本文ブロック
━━━━━━━━━━━━━━━━━━━━

舞台は戦前の日本。11歳の義弟の暴君ぶりに、兄達は弟の殺害を計画する。その方法というのは、知人のベカやんから紹介を受けた河童三兄弟に殺しを依頼する、というものだった。しかも、その謝礼に女を差し出すという約束をさせられた兄弟は。。。というお話。
かなり奇抜な世界で、掴みとしてはオッケーなのですが。お世辞が通じないという河童との会話はユーモラスだし、思い通りにならない非常識な河童の行動もあわあわと先が気になりますし。

しかし、どうしても第二部からの拷問シーンはいただけない。ある意味描写力がある、という事なのですがどうしてここまでの発想力を他の事に使えない?^^;と惜しくも辛い感想となりました。もちろん、大賞長編賞を獲るだけのレベルはある、とは思いますが。
だがしかし。でもしかし。終盤の少年とモモ太がつるんで行く展開は、元々読者が知っている事ばかりなので、何か一つこちらがめいっぱい驚けるような秘密を用意しておいて欲しかったですね。仕掛けが欲しかったというのか。

とは言いながら、好きな人には思い切りツボにはまるお話ではないでしょうか。自分は生理的に合わなかったのですが、力を感じる面白いお話だったと、それだけは心の底からそう思います。まる。

━━━━━━━━━━━━━━━━━━━━

データ欄

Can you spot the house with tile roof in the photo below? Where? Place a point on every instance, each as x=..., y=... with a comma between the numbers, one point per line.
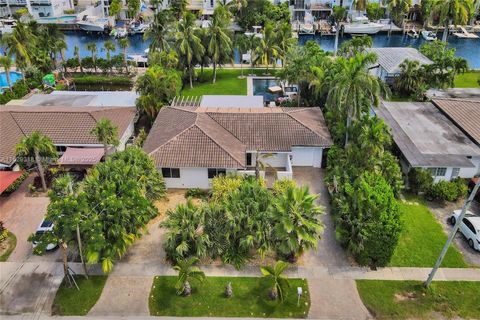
x=67, y=127
x=191, y=143
x=427, y=139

━━━━━━━━━━━━━━━━━━━━

指示と条件
河童の物語の感想文から、「しかし、どうしても第二部から」で始まり「の底からそう思います。まる。」で終わる部分を、一字も変えずに書き写してください。

出力結果
しかし、どうしても第二部からの拷問シーンはいただけない。ある意味描写力がある、という事なのですがどうしてここまでの発想力を他の事に使えない?^^;と惜しくも辛い感想となりました。もちろん、大賞長編賞を獲るだけのレベルはある、とは思いますが。
だがしかし。でもしかし。終盤の少年とモモ太がつるんで行く展開は、元々読者が知っている事ばかりなので、何か一つこちらがめいっぱい驚けるような秘密を用意しておいて欲しかったですね。仕掛けが欲しかったというのか。

とは言いながら、好きな人には思い切りツボにはまるお話ではないでしょうか。自分は生理的に合わなかったのですが、力を感じる面白いお話だったと、それだけは心の底からそう思います。まる。